--- INFORMATION GIVEN ---

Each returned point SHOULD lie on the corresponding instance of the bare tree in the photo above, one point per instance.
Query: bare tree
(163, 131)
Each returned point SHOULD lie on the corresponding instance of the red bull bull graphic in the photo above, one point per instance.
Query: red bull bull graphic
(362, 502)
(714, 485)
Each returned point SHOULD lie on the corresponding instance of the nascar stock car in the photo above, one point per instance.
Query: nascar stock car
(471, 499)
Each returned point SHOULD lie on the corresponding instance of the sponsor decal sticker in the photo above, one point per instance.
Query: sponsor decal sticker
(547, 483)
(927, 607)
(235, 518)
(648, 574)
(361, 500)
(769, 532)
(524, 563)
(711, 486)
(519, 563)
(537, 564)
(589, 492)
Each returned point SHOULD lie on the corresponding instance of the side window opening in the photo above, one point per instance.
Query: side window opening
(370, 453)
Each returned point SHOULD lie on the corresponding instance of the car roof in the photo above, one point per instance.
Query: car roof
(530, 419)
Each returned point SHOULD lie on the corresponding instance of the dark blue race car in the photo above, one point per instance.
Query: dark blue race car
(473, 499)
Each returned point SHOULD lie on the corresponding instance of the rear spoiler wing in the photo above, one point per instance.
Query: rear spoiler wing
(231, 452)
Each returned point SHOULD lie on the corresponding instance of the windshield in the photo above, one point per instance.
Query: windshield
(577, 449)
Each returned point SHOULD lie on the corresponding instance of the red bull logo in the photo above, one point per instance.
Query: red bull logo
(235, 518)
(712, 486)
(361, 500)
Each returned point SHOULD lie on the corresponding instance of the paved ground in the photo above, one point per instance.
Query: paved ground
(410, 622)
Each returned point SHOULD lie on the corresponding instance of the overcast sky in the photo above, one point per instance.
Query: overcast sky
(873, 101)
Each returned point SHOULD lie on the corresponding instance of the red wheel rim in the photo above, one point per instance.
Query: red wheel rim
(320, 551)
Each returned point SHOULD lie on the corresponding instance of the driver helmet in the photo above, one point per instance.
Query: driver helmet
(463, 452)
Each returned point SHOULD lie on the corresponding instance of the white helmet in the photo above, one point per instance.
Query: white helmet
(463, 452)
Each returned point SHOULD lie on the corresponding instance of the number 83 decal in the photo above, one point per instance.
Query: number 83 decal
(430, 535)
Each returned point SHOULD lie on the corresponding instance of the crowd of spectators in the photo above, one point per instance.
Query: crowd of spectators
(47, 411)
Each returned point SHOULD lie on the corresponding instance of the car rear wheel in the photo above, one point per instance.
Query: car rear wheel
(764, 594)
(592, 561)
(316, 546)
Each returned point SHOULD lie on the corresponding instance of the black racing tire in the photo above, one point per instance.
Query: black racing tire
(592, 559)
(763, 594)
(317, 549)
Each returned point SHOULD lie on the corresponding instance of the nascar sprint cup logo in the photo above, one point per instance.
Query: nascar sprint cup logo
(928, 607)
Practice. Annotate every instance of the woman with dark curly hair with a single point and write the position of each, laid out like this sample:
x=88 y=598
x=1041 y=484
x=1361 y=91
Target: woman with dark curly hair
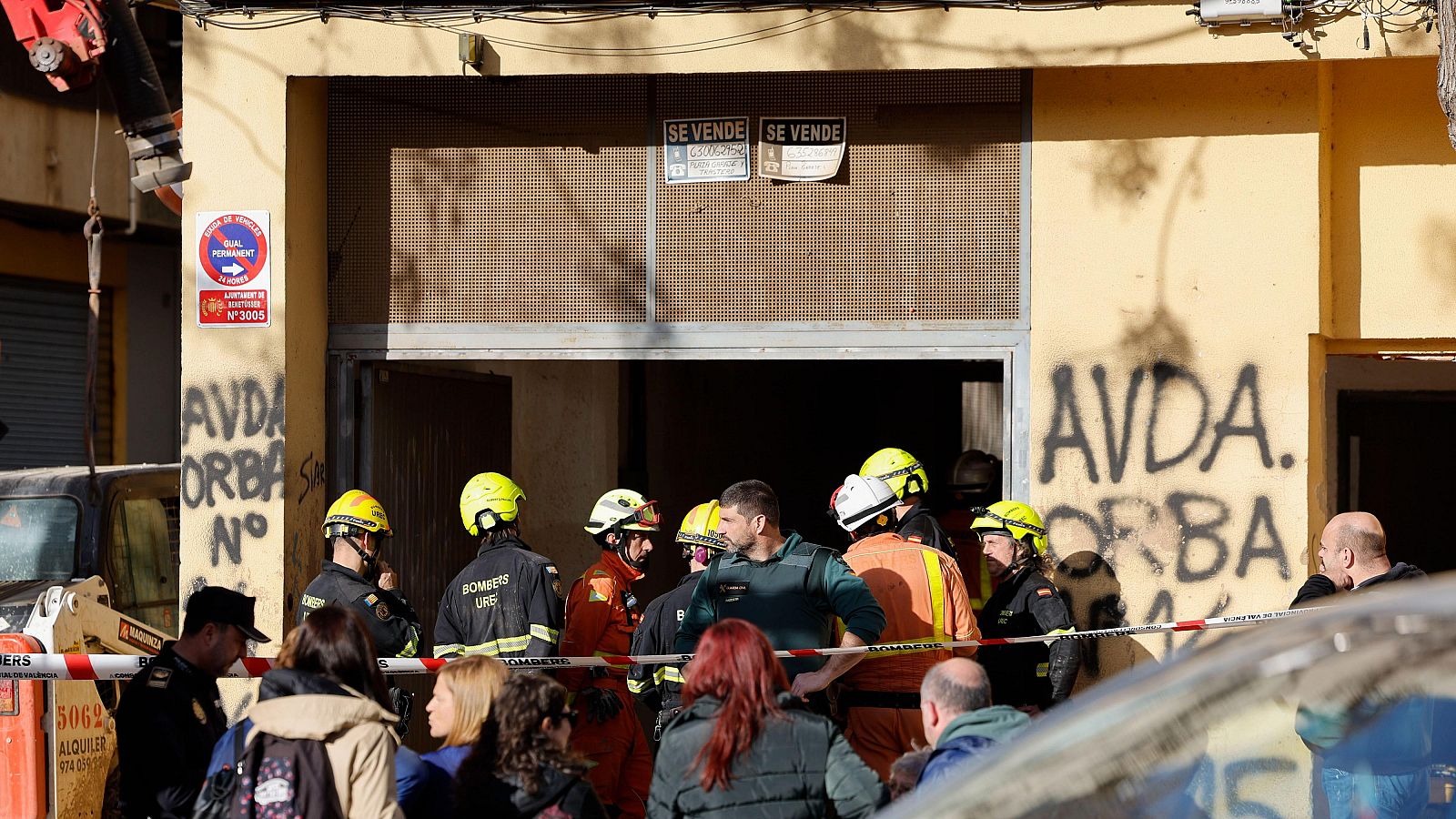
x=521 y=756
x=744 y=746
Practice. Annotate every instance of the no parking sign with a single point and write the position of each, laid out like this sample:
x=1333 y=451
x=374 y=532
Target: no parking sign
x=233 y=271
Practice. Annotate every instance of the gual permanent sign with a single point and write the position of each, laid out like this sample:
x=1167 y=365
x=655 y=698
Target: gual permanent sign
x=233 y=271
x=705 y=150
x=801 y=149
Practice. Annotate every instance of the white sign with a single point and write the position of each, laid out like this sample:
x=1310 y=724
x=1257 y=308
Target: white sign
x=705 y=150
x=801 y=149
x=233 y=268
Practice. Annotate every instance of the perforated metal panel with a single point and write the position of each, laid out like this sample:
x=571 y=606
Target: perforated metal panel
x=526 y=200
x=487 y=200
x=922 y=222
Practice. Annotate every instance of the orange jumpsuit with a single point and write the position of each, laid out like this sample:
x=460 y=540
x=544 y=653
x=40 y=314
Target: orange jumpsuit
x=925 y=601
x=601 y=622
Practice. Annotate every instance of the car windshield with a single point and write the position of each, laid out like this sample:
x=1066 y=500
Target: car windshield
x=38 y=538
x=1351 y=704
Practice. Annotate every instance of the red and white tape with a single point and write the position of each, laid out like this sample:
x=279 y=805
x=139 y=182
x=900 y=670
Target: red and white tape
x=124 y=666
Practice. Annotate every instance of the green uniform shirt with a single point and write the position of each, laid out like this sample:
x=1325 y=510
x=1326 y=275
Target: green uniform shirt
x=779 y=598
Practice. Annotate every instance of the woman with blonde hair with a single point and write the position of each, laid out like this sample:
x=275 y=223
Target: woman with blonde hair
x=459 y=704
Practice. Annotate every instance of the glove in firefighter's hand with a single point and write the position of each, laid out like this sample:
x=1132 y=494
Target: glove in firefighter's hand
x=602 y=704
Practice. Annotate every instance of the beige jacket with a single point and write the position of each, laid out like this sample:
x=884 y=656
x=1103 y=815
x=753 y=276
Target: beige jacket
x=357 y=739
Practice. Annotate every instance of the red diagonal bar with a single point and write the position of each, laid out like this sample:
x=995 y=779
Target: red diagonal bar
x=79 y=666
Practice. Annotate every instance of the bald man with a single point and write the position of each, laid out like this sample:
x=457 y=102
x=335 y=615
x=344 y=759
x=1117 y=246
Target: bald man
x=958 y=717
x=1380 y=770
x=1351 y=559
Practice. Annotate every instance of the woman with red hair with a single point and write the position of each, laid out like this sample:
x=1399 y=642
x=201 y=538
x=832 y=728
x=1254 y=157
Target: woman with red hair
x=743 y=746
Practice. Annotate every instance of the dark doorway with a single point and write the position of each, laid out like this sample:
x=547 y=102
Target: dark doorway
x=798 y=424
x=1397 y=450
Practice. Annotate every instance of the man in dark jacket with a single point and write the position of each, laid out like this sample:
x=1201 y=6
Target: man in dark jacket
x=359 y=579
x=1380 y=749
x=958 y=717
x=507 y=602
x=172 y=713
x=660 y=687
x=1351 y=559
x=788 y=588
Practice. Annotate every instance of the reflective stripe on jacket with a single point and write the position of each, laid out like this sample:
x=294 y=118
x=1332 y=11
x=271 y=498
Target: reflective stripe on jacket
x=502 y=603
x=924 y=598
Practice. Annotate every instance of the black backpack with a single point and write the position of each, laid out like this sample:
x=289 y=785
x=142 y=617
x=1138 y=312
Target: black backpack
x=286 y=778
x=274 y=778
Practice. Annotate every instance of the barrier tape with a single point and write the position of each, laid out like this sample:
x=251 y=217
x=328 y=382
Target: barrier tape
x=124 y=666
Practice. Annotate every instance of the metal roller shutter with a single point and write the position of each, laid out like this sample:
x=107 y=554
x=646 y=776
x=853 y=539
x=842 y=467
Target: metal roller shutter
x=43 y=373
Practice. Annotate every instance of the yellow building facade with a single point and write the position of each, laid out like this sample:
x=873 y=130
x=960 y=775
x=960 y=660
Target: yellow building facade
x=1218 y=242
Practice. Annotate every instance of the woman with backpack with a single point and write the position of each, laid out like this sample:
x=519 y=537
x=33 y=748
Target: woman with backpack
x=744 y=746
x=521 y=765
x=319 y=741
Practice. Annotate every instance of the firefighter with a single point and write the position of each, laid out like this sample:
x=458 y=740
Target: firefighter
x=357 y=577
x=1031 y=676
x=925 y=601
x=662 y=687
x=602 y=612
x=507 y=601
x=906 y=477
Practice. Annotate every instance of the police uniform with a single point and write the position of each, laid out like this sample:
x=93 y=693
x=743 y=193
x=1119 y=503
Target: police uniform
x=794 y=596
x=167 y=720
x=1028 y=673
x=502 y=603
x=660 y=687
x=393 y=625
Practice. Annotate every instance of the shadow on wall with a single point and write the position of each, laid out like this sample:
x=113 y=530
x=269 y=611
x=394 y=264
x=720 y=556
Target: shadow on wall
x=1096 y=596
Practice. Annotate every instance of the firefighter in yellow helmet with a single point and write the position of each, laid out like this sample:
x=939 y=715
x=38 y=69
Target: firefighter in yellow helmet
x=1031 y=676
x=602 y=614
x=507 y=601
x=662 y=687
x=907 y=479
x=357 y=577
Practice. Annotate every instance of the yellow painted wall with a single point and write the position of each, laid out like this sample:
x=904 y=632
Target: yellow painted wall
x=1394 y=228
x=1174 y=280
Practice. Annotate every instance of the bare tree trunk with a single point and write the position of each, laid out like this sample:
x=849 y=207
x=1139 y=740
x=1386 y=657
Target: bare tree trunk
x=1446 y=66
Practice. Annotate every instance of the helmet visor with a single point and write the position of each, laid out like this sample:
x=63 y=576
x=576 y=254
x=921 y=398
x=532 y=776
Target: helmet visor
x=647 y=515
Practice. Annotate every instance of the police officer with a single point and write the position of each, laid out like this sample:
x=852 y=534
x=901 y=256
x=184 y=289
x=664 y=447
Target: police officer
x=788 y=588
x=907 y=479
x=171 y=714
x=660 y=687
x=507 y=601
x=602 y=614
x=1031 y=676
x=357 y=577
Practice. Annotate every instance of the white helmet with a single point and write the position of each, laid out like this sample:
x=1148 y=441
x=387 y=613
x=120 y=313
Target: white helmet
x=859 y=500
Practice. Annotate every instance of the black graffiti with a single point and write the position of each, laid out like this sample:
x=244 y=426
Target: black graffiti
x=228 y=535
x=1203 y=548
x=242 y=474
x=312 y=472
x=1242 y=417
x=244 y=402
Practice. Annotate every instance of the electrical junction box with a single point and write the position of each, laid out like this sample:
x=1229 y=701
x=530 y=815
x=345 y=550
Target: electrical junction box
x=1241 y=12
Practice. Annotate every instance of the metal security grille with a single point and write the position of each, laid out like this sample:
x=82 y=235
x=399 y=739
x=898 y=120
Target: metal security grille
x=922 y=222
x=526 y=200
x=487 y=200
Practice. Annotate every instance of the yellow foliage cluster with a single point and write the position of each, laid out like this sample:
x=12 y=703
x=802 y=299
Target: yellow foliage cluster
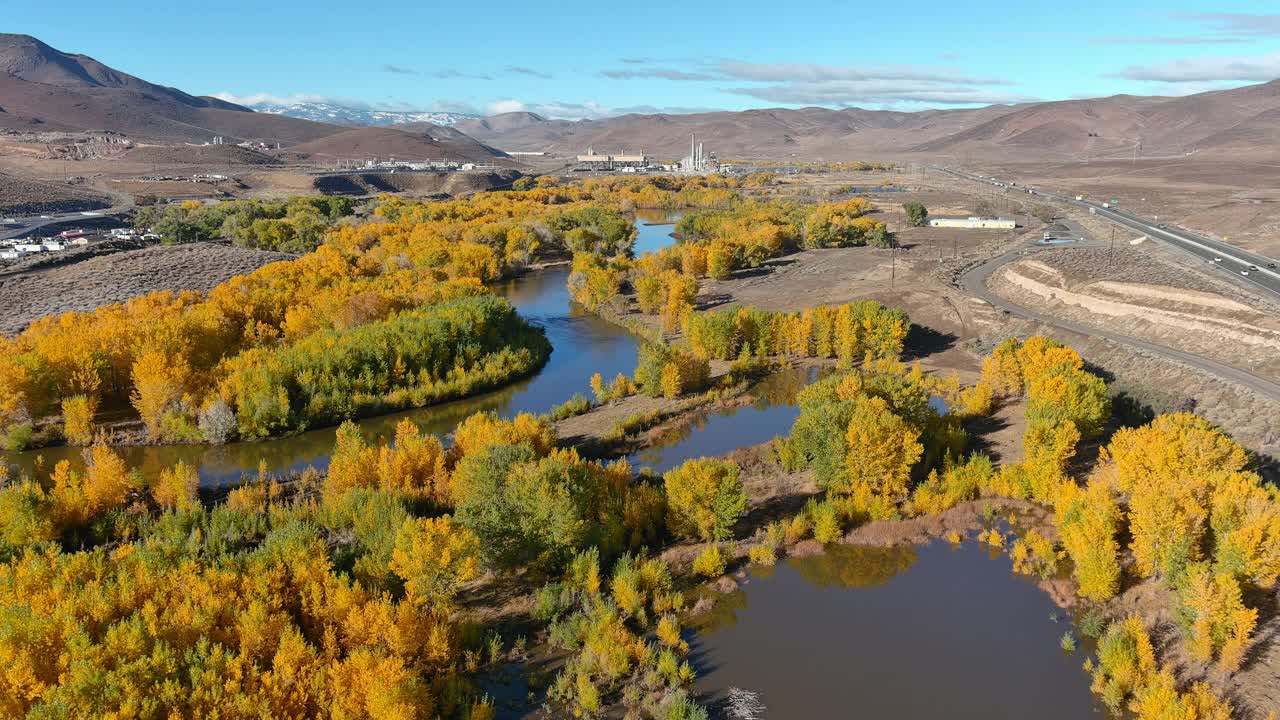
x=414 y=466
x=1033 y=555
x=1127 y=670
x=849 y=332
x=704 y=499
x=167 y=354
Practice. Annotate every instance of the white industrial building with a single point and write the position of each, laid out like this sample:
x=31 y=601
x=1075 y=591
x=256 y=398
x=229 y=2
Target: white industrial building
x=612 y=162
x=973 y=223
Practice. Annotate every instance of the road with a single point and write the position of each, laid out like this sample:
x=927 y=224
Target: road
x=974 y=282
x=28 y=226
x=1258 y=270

---

## GOAL OF THE EXERCISE:
Reproduce exactly the lines above from the line with "Practice. Annotate every instance of the green" to the line with "Practice. Annotate every instance of the woman with blonde", including both, and add nothing.

## ANSWER SECTION:
Practice. Annotate every instance of the green uniform shirt with a single point and write the position of each, laid out like this sample:
x=1325 y=510
x=1326 y=275
Target: green uniform shirt
x=779 y=598
Practice. Annotate every instance of the woman with blonde hair with a single point and write the position of each, laid out like this sample:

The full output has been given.